# Entries supplied:
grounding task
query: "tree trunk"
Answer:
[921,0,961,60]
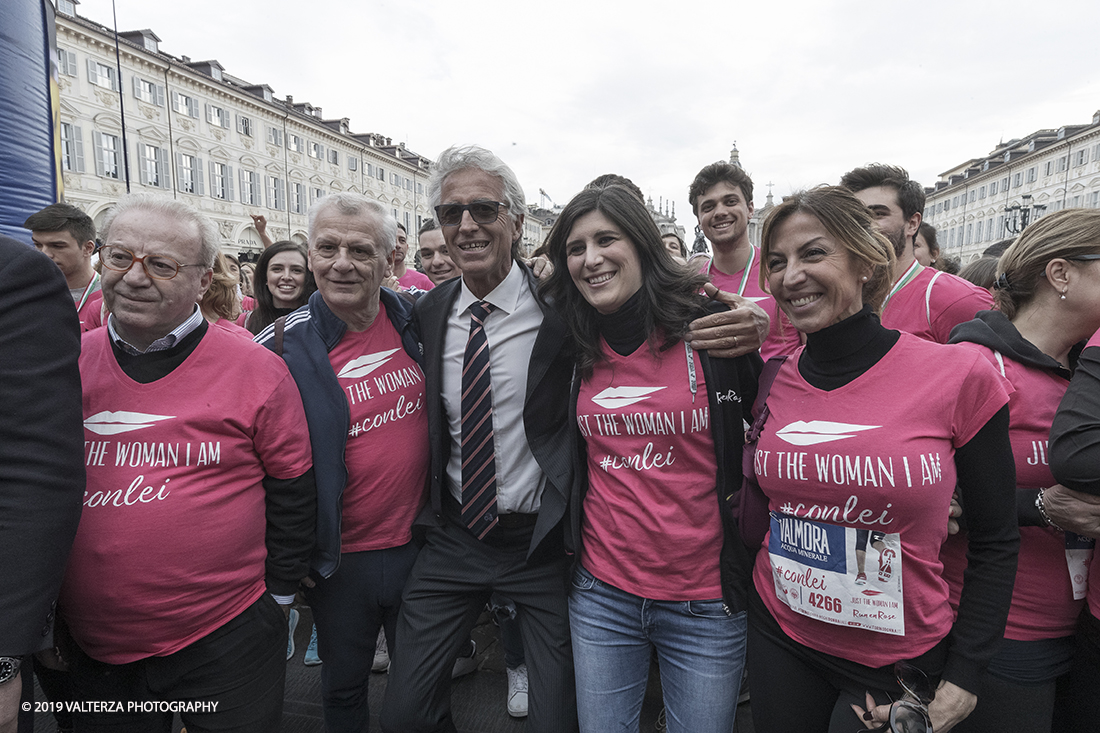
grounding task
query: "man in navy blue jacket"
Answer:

...

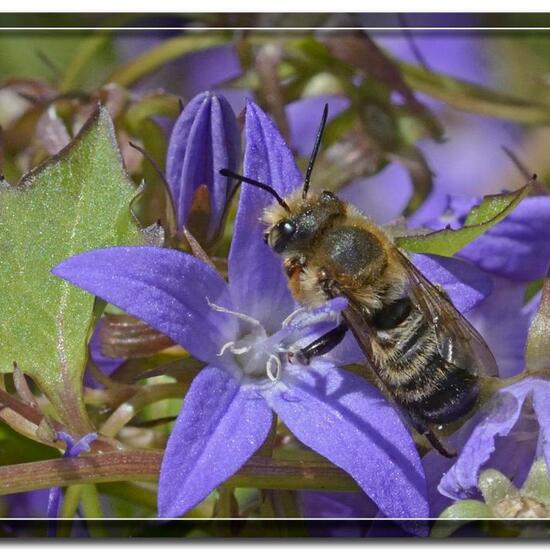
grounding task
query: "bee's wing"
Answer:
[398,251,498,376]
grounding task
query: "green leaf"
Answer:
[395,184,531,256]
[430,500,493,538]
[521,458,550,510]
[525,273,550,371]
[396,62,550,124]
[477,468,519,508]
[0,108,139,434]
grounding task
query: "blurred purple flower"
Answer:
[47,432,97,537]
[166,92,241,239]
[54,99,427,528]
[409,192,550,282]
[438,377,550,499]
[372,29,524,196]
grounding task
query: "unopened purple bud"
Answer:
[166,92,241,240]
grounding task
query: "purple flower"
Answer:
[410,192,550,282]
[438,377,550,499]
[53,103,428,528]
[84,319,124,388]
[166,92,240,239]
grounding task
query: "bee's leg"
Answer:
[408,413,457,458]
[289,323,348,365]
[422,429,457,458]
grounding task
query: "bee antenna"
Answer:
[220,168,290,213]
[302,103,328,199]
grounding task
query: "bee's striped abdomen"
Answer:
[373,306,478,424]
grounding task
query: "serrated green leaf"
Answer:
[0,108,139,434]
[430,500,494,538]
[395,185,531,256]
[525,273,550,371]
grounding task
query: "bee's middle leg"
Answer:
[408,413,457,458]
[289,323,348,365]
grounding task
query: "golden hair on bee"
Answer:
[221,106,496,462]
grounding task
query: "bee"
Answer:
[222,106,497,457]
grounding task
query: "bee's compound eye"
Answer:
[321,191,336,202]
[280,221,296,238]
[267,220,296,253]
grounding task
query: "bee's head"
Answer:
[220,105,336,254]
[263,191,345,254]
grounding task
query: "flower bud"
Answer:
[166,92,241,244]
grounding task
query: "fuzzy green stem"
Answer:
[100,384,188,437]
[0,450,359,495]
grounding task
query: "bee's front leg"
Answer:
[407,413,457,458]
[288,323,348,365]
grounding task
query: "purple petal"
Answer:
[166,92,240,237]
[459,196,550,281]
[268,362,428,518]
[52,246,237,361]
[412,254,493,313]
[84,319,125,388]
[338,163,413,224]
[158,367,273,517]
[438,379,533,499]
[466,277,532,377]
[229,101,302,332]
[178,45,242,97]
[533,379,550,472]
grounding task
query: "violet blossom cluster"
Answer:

...

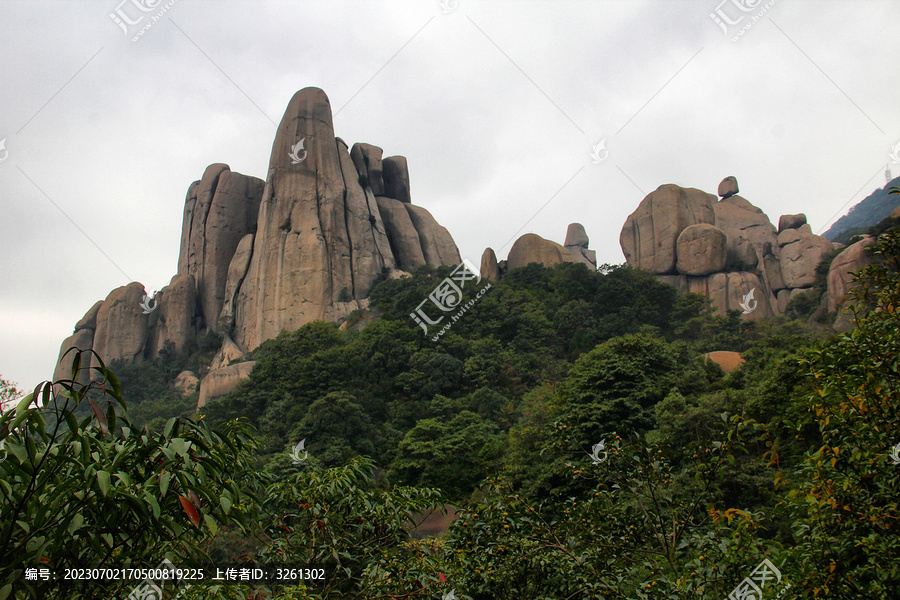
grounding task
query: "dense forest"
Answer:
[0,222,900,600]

# What the exercise asks:
Show each line of the data above that contains the string "flower". Treat uppercase and lowercase letters as different.

# Output below:
query: "blurred purple flower"
query: "purple flower"
query: "flower bud"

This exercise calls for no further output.